--- Start of DATASET ---
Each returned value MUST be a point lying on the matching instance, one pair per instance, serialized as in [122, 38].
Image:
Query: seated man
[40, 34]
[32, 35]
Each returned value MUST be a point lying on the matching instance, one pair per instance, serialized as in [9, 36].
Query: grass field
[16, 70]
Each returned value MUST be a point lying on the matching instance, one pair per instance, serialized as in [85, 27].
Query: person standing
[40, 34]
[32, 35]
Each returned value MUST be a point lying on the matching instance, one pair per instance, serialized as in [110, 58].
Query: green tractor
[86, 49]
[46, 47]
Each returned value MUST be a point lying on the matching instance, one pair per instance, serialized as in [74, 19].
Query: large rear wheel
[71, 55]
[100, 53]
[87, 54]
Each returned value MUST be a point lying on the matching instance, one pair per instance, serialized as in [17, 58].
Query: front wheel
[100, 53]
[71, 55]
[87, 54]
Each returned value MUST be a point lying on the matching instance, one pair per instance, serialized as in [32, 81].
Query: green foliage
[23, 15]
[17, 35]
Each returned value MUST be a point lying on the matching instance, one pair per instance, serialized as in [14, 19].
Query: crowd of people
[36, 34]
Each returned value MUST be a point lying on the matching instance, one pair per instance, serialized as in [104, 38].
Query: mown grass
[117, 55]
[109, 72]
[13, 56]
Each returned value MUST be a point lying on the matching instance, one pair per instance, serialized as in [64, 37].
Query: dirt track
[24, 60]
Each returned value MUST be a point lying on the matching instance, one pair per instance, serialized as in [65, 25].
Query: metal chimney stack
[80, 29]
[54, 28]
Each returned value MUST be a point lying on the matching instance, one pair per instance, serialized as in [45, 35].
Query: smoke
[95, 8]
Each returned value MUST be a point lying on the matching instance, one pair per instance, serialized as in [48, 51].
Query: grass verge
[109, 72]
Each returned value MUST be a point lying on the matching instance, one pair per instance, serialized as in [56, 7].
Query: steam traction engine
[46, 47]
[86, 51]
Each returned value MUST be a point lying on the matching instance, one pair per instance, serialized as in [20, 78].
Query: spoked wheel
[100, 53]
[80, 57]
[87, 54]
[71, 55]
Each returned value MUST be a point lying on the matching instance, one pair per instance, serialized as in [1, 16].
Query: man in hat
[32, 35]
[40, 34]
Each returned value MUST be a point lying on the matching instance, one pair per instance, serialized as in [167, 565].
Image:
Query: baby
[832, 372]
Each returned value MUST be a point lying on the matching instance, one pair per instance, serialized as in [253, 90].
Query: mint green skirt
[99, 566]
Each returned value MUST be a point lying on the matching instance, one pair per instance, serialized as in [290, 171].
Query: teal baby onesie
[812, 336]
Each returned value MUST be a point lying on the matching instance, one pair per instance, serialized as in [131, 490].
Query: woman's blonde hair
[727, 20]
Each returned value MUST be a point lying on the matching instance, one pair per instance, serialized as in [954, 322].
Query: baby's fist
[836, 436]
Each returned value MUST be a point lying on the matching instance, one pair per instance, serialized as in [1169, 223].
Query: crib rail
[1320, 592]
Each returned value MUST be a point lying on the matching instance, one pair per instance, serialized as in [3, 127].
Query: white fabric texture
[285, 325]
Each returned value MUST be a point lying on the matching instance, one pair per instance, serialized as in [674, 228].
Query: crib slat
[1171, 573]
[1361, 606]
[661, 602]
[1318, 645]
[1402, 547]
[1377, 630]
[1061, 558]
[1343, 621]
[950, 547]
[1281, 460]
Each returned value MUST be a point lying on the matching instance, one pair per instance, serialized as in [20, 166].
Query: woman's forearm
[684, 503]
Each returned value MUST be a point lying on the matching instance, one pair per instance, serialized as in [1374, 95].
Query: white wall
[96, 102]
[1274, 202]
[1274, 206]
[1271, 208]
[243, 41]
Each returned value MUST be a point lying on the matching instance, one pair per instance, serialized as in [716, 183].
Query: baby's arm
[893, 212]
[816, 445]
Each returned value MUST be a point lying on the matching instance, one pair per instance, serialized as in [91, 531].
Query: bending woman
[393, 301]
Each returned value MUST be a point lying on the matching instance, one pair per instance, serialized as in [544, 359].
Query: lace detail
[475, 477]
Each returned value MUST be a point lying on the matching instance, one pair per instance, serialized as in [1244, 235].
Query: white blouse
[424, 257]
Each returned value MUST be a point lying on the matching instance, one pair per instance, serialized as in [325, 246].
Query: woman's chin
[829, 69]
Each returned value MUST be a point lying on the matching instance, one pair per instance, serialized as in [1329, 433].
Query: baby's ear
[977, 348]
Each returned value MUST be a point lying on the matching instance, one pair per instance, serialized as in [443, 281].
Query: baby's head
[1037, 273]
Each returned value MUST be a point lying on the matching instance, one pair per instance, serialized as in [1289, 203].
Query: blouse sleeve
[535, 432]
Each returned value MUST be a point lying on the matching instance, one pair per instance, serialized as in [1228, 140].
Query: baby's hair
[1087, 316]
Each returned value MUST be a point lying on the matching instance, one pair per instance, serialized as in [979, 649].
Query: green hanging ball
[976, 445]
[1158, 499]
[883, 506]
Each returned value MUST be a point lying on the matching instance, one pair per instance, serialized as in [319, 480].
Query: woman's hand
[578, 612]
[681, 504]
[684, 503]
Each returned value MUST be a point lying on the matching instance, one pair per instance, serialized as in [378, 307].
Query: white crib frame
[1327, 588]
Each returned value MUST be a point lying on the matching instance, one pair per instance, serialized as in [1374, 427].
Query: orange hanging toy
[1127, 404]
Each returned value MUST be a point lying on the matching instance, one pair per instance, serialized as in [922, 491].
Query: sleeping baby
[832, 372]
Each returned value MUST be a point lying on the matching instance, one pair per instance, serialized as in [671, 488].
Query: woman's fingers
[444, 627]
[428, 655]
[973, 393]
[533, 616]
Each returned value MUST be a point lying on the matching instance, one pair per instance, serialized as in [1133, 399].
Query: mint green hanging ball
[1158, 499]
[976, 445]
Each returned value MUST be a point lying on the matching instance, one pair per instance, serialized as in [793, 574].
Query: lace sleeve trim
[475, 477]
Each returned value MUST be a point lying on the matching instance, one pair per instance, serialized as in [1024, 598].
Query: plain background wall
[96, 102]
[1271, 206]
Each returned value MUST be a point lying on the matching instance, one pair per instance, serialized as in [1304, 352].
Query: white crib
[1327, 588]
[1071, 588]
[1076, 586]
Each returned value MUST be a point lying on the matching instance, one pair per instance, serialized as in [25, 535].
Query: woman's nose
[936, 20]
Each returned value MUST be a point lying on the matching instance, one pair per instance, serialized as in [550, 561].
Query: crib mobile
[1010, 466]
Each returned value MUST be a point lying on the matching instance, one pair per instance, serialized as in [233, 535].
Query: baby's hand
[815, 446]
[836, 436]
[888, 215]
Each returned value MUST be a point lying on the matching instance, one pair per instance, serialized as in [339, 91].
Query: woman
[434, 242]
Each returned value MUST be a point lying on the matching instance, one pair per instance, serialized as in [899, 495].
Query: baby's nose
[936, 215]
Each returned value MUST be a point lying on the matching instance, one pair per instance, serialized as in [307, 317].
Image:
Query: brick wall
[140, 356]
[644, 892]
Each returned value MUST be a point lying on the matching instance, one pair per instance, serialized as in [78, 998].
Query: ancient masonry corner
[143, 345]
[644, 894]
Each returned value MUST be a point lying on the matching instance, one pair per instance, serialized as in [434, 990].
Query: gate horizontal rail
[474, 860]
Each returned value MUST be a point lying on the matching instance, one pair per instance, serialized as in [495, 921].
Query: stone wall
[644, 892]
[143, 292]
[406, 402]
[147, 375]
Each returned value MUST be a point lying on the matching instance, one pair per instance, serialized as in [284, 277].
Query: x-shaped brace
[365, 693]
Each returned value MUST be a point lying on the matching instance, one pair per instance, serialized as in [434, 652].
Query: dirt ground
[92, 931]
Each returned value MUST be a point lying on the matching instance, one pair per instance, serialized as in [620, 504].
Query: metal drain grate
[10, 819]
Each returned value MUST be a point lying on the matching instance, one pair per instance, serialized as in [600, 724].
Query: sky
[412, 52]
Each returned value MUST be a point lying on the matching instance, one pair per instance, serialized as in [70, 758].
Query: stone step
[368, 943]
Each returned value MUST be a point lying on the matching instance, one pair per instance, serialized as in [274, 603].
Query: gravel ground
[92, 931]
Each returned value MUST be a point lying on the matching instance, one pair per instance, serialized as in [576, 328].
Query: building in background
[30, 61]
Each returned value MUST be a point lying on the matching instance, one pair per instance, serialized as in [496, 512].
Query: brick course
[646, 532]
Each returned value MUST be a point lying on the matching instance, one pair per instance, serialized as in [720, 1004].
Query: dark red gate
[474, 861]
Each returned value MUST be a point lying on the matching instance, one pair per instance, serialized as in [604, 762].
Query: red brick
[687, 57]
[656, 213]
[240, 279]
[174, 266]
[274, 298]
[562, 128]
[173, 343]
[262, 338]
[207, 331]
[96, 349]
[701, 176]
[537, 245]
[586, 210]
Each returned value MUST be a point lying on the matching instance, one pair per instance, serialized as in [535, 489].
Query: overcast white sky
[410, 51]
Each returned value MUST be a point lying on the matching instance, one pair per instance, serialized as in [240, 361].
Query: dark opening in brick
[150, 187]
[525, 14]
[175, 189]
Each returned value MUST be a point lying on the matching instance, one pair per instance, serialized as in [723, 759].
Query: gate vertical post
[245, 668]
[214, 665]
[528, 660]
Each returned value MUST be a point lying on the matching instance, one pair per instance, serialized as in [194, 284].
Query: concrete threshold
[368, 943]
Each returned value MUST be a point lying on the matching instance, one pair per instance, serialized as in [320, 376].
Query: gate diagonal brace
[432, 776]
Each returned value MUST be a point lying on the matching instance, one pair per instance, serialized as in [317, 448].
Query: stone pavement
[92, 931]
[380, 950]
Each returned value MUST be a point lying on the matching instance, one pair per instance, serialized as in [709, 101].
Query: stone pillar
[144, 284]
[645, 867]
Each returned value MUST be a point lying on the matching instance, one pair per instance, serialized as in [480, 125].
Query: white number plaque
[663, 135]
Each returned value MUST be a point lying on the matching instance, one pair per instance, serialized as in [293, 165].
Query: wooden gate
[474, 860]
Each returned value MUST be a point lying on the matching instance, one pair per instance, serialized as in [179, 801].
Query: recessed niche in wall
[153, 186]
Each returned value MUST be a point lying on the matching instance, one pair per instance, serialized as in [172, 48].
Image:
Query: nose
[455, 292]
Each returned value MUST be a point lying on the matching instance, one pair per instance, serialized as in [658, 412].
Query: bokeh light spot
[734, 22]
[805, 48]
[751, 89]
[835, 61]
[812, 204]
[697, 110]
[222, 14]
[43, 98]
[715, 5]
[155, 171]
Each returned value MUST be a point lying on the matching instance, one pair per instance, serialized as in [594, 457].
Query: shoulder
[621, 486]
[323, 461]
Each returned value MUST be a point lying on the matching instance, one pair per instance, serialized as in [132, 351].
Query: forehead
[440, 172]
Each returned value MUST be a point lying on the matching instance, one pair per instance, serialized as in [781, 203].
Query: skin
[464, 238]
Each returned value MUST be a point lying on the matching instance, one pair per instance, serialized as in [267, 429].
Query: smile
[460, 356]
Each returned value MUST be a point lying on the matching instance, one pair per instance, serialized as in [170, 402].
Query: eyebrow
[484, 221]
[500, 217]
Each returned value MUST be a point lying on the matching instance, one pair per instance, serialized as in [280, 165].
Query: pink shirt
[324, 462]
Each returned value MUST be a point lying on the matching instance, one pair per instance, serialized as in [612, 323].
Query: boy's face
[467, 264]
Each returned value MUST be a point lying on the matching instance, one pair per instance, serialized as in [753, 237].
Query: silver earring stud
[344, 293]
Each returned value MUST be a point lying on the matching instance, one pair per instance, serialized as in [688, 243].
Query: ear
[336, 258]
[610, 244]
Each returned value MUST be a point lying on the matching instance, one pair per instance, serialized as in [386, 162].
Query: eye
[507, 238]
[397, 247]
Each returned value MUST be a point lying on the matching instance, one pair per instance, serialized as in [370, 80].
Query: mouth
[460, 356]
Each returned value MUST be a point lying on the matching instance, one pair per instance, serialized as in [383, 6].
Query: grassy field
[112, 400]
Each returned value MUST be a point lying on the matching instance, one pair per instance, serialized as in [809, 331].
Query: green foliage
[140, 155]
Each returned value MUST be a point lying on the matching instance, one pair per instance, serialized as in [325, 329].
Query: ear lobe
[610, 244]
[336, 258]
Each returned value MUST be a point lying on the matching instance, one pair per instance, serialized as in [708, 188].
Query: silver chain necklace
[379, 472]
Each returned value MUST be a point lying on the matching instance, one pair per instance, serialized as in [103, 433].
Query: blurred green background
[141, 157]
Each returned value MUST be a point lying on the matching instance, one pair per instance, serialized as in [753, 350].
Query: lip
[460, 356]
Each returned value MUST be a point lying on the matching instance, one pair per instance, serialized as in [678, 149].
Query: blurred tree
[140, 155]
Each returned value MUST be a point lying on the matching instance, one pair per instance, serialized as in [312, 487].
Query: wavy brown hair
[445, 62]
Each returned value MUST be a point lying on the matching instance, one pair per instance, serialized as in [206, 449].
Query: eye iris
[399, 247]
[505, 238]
--- End of DATASET ---
◆ WHAT YOU SHOULD DO:
Convert the items from the line containing "in [708, 188]." through the end of the items into a two-column CSV with the columns query_text and answer_points. Put one row per item, with its text and its answer each in a single quoted field and line breaks replaced by spaces.

◆ RESPONSE:
query_text,answer_points
"Each returned value MUST be a point lying on the matching instance, one pair per instance, serialized as in [708, 188]. Query: silver chain necklace","[379, 472]"
"Each returned value MUST be a point lying on the matching instance, one pair per instance, serialized as in [103, 433]. Query: blurred green background","[141, 157]"
"Each returned value MUST be a point lying on the matching instance, one pair per instance, serialized as in [753, 350]. Query: lip","[460, 356]"
"Each returned value MUST be a point lying on the matching instance, one pair per instance, serialized as in [678, 149]. Query: blurred tree","[140, 155]"
"Each returned value MUST be a point lying on the matching instance, one pair per instance, serialized as in [312, 487]. Query: wavy brown hair","[445, 62]"
"Each returned value MUST be a point lying on the matching instance, one pair per instance, serialized as in [206, 449]. Query: eye iris","[399, 247] [505, 238]"